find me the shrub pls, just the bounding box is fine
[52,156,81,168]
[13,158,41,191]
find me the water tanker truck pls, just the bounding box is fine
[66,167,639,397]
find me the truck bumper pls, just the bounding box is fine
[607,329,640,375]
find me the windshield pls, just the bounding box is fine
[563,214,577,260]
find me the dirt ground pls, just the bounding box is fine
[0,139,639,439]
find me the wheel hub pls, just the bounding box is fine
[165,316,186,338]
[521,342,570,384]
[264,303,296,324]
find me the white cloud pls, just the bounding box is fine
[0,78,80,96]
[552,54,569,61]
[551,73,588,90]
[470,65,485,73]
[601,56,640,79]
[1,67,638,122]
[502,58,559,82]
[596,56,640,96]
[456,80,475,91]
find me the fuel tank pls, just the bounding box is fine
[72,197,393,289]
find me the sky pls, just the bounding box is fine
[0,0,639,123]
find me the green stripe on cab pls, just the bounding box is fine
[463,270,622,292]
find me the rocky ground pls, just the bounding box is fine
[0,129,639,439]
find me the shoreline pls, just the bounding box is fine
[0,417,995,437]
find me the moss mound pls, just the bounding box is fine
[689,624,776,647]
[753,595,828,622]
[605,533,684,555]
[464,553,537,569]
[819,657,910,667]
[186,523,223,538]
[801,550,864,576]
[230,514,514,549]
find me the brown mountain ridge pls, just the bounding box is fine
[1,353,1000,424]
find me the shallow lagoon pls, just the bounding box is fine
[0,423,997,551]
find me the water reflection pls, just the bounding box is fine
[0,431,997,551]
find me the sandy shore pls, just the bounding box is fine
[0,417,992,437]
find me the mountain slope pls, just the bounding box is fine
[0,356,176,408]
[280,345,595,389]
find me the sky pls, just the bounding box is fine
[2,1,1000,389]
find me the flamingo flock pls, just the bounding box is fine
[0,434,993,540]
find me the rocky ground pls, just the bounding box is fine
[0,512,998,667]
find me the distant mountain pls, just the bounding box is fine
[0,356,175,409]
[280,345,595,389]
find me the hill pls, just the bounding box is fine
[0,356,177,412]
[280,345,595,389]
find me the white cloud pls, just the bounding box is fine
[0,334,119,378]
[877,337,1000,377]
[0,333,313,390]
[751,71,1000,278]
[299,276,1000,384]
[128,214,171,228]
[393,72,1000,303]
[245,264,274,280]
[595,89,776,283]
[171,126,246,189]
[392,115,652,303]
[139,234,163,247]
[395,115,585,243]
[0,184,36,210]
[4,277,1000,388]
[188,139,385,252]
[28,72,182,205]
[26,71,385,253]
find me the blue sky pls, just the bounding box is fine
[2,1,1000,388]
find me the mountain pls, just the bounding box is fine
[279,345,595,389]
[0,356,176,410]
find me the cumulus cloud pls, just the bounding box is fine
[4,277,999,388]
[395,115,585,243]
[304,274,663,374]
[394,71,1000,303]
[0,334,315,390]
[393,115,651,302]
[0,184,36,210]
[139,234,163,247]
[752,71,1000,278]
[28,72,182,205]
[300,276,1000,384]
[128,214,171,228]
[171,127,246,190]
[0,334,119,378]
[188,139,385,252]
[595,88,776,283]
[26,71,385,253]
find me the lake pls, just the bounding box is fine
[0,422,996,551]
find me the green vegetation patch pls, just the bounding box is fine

→ WHAT THIS TASK INVOLVES
Your answer should be the records above, set down exactly.

→ SOLUTION TO THE PROBLEM
find me the shrub pls, just the bounding box is fine
[52,156,81,168]
[13,158,41,191]
find me the water tanker truck pls, just the bounding box is fine
[66,167,639,397]
find me the truck bumper pls, just the bounding box is fine
[607,329,640,375]
find me the windshield pls, just the bounding box is fine
[563,214,577,260]
find me the dirt ground pls, just the bounding box is fine
[0,139,639,439]
find me the wheel hub pls, just the bounding box is fine
[165,316,186,338]
[521,342,570,384]
[264,303,296,324]
find me the white cloud pls, just the bounding box is fine
[0,78,80,96]
[552,54,569,61]
[551,73,588,90]
[470,65,485,73]
[601,56,640,79]
[1,67,638,122]
[502,58,559,82]
[596,56,640,96]
[456,80,475,91]
find me the fuel tank pls, just the bounding box is fine
[72,197,393,289]
find me the sky pls, just the bounding box is fine
[0,0,639,123]
find me the green stripe on cab pls, just the bounding box is fine
[463,270,622,292]
find me the rocky ground pls, just the bounding box is fine
[0,129,639,439]
find me the shoreline pls, just the bounding box is fine
[0,417,995,437]
find me the moss mound pls, just the bounding box is fine
[689,624,776,647]
[753,595,828,622]
[605,533,684,555]
[464,553,537,569]
[819,657,910,667]
[186,523,223,538]
[801,550,864,576]
[230,514,514,549]
find me the brown mountain ridge pls, just the bounding box is fine
[1,353,1000,424]
find me the shallow lagoon pls, just the bounding box is fine
[0,423,997,551]
find me the water reflection pls, just the bounding box is fine
[0,431,997,551]
find me the sandy shore pls, just the bounding box is fine
[0,417,992,437]
find me the mountain slope pls, just the bounding box is fine
[0,356,176,408]
[280,345,595,389]
find me the sky pls, just the bounding box is fine
[2,1,1000,389]
find me the flamingo flock pls, just the bounding box is fine
[0,434,993,540]
find me the rocky ground pls, just the bounding box is fine
[0,512,998,667]
find me the distant mountain pls, just the bounding box is fine
[0,356,175,409]
[280,345,595,389]
find me the hill pls, just the bounding box is fine
[0,356,177,412]
[280,345,595,389]
find me the white cloud pls, just the bounding box is fine
[0,334,119,378]
[877,337,1000,377]
[0,333,313,390]
[751,71,1000,278]
[299,276,1000,384]
[128,214,171,228]
[393,72,1000,303]
[245,264,274,280]
[595,89,776,283]
[171,126,246,189]
[392,115,652,303]
[139,234,163,247]
[395,115,585,243]
[0,184,36,210]
[4,277,1000,388]
[188,139,385,252]
[28,72,182,205]
[26,71,385,253]
find me the blue sky pls, just the bounding box is fine
[2,1,1000,388]
find me the mountain pls, just the bounding box is fine
[279,345,595,389]
[0,356,176,410]
find me the cumulus cloud pls, just the bounding box is fine
[4,277,999,388]
[395,115,585,243]
[304,274,663,374]
[394,71,1000,303]
[0,334,315,390]
[393,115,651,302]
[0,184,36,210]
[139,234,163,247]
[752,71,1000,278]
[28,72,182,205]
[300,276,1000,384]
[128,214,171,228]
[171,127,246,190]
[0,334,119,378]
[188,139,385,252]
[595,88,776,283]
[26,71,385,253]
find me the lake pls, just the bounding box is fine
[0,422,996,551]
find me the green vegetation patch pls, just the bounding box is fine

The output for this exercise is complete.